_PAGE EXCERPT_.
-- START --

Know Your Numbers
This is the section that separates building the right system from buying a bunch of stuff and hoping it works. Everything you decide from here on — how many panels, how big an inverter, how much battery — flows from the numbers you gather now.
It’s not hard. It just takes a little time and a couple of cheap tools. And honestly, it’s kind of fascinating once you start seeing how your home actually uses electricity.
Your Bill Is the Starting Point
Pull out your last 12 months of electric bills. If you don’t have paper copies, your utility almost certainly has detailed usage data online. PGE customers can log in and see monthly and even hourly usage going back over a year.
What you’re looking for:
Monthly kWh consumption. This is the big number — how many kilowatt-hours you used that month. Write down all 12 months. You’ll see a pattern: higher in summer (AC) and winter (heating, lights, shorter days), lower in spring and fall. A Portland home might range from 500 kWh in April to 900+ kWh in August or January.

-- END --

_EXERCISE BRIEF_.
Use the "Know Your Numbers" excerpt to answer each question.
1. How many months of electric bills does it tell the reader to gather?
2. Customers of which utility can log in and see hourly usage?
3. What range of monthly usage might a Portland home show, and in which months?

_INFORMATION SHOWN_.
-- START --

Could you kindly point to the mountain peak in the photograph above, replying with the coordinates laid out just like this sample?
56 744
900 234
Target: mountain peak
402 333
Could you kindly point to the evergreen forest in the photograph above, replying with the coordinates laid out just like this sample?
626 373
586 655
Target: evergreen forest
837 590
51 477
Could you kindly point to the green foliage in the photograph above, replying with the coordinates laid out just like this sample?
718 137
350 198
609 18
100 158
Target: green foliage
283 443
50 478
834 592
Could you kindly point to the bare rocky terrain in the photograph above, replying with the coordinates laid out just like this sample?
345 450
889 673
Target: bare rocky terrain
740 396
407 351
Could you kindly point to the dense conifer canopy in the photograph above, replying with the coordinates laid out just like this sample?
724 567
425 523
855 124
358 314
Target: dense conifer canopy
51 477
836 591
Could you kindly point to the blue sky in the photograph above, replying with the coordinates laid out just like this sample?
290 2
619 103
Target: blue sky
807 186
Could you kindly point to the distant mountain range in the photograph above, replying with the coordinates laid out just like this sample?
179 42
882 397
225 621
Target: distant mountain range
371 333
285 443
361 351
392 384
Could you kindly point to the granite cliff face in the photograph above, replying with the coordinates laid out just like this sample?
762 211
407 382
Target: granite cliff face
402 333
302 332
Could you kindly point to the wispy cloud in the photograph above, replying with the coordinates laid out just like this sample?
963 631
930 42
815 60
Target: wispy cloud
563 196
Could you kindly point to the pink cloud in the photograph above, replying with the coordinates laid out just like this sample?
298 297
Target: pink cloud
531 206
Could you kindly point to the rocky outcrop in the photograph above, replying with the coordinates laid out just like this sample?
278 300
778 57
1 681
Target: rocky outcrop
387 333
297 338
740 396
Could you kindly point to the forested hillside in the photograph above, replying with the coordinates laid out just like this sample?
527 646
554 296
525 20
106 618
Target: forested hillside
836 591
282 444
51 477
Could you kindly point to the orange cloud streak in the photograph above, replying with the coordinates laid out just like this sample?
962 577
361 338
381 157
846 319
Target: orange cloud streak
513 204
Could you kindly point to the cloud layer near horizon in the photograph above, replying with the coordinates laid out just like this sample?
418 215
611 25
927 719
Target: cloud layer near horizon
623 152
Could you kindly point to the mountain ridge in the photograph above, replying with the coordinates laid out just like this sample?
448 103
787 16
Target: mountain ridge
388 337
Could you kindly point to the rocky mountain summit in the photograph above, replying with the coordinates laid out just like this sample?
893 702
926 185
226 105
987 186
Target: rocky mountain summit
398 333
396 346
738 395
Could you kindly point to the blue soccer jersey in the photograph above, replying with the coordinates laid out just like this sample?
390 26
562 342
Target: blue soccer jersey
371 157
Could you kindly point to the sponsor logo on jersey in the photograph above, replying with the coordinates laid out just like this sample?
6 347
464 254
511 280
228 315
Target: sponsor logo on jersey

-- END --

_COMPLETE OUTPUT_.
1. 12 months.
2. PGE.
3. From 500 kWh in April to 900+ kWh in August or January.